▶ PROMPT A: List every line of the records that contains the string "paper", treating uppercase and lowercase as different.
— Begin EXTRACT TO READ —
In the BDSM lifestyle there are many different roles, we all have different needs, fetishes, kinks. Our imagination grows daily. Everyday is a learning process for us.
Here is the tricky part, what are we? I myself have played many different roles in the past 20 years, it was not until I hit the 5 year mark, when I come to realize what my role was in BDSM, for the first couple of years, I was a sadist. My first real long term relationship was with a masochist. She really helped me learn a lot and expand my role. Even though I was a sadist I was not a dominant. We did not have that kind of relationship,because even though she was a masochist she was not a submissive. Does that make sense ?
You can be a submissive, and not into the play scene, the submissive is content just being a service submissive..
You can be a dominant, and not into the play scene. in most cases this is called domestic discipline, the same with the submissive I spoke about, into service, wants the man to control, but not into the play part of BDSM. A lot of religions today practice this form of living, with the exception, the submissive excepts the punishment if a rule is broken.
— End EXTRACT TO READ —
— Begin EXCERPTED RECORDS —
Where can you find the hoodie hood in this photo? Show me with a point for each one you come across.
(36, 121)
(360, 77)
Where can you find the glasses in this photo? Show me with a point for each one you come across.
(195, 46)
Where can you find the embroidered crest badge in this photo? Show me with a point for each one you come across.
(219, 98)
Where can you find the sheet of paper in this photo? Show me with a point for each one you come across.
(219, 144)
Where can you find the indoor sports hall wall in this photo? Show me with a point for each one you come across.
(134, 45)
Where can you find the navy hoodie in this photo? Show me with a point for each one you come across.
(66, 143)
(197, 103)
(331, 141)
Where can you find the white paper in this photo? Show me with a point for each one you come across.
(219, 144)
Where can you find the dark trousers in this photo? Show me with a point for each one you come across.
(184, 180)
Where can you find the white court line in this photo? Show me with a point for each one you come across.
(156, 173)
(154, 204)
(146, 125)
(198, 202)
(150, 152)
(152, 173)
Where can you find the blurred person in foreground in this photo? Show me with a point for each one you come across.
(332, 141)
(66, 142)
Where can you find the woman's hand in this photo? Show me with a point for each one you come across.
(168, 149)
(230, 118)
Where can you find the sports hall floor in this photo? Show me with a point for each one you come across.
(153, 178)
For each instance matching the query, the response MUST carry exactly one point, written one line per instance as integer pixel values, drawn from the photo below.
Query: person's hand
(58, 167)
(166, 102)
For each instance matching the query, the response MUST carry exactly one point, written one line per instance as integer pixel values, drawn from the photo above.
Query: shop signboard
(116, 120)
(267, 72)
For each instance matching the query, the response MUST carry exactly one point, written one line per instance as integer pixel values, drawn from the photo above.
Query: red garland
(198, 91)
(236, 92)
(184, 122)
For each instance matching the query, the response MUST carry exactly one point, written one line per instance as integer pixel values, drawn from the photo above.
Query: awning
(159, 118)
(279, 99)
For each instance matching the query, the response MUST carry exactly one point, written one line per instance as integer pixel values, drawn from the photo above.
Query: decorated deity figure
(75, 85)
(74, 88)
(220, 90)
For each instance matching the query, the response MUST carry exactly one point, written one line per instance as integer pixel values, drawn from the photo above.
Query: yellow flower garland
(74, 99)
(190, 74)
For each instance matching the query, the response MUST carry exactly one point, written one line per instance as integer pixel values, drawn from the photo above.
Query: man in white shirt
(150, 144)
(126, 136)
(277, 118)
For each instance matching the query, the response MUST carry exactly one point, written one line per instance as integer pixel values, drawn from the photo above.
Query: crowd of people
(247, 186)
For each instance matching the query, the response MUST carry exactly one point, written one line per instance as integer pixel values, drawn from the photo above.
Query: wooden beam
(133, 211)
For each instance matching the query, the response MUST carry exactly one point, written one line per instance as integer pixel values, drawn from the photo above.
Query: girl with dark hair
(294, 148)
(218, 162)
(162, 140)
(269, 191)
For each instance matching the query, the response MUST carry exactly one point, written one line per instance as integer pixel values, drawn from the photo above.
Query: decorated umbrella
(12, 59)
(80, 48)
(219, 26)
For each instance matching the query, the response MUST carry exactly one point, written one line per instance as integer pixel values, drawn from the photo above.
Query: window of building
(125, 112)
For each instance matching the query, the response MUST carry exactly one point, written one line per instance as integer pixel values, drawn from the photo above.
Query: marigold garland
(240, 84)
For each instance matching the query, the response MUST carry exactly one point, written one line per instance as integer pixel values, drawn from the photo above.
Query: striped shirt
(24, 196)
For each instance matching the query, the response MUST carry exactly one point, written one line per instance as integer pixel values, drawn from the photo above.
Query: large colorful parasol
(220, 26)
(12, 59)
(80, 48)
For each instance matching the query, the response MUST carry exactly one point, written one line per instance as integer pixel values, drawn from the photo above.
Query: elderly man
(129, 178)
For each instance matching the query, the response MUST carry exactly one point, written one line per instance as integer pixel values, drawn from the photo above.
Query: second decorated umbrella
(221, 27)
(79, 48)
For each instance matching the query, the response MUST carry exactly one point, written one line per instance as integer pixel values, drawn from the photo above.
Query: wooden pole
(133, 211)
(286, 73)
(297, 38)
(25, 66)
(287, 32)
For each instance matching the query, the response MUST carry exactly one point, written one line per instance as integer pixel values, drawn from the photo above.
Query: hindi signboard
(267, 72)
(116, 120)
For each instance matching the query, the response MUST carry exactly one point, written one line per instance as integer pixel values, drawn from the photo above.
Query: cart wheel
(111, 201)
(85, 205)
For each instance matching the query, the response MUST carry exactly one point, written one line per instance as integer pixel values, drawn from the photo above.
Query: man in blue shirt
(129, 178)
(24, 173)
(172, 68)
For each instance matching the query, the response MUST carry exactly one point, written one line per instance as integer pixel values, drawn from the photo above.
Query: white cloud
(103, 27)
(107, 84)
— End EXCERPTED RECORDS —
▶ PROMPT B: In the text about BDSM roles, what is it usually called when someone is a dominant but not into the play scene?

▶ FULL OUTPUT A:
Where can you find the sheet of paper in this photo? Show me with a point for each one you come across.
Where can you find the white paper in this photo? Show me with a point for each one you come across.

▶ FULL OUTPUT B: Domestic discipline.